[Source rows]
········

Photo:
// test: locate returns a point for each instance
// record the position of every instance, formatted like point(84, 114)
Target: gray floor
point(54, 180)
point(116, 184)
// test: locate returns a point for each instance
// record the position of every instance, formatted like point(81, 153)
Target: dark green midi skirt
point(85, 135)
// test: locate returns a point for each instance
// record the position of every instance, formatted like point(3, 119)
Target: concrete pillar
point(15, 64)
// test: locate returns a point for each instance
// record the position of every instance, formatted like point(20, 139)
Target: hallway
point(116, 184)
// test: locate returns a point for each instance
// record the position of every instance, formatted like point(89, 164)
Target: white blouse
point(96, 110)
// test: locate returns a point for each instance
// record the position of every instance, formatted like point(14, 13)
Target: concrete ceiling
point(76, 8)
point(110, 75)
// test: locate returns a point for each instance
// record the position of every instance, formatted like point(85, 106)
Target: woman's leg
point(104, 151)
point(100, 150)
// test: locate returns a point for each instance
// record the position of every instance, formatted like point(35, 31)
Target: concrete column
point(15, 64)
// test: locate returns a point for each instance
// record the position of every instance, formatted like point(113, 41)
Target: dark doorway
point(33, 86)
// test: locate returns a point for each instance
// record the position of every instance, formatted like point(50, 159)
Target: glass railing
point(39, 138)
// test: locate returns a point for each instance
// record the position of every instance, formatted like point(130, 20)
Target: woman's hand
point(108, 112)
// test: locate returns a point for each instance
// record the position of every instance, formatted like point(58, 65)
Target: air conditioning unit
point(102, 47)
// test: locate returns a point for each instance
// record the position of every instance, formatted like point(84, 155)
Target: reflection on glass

········

**TASK DIRECTIONS**
Write out all the rows above again, substituting "Item" for every "Target" and leaving everything else unchanged.

**SOLUTION**
Photo:
// test: locate returns a point for each instance
// record the position of every instance, formatted like point(84, 114)
Item: gray floor
point(54, 180)
point(116, 184)
// test: locate returns a point for each instance
// record the position of every instance, formatted like point(81, 153)
Item: dark green midi skirt
point(85, 135)
// test: locate returns a point for each instance
// record the position of every instance, formatted like point(3, 119)
Item: concrete pillar
point(15, 64)
// test: locate returns a point for each instance
// record the position of every instance, formatted like point(20, 139)
Item: hallway
point(116, 184)
// test: locate returns a point for each instance
// record the position of every instance, formatted like point(89, 164)
Item: white blouse
point(96, 110)
// test: locate returns a point for each instance
// record the position of every instance, formatted like point(14, 13)
Item: concrete ceiling
point(76, 8)
point(110, 75)
// test: locate returns a point for each instance
// record the position of every instance, formatted like point(85, 106)
Item: woman's leg
point(104, 151)
point(100, 150)
// test: locate returns a point for each instance
// record the position of every instance, formatted like point(35, 31)
Item: concrete column
point(15, 64)
// test: locate returns a point for each instance
// record the position of every instance, formatted like point(113, 41)
Item: dark doorway
point(33, 86)
// test: locate returns a point for each instance
// record the position of every instance, formatted like point(50, 159)
Item: glass railing
point(39, 138)
// test: locate returns a point for each instance
// record the position of every instance, formatted like point(130, 20)
Item: woman's hand
point(108, 112)
// test: locate returns a point for each instance
// record the position of every instance, formatted like point(58, 65)
Item: air conditioning unit
point(102, 47)
// test: locate returns a point for each instance
// record the position of every instance, formatted like point(84, 155)
Item: reflection on glass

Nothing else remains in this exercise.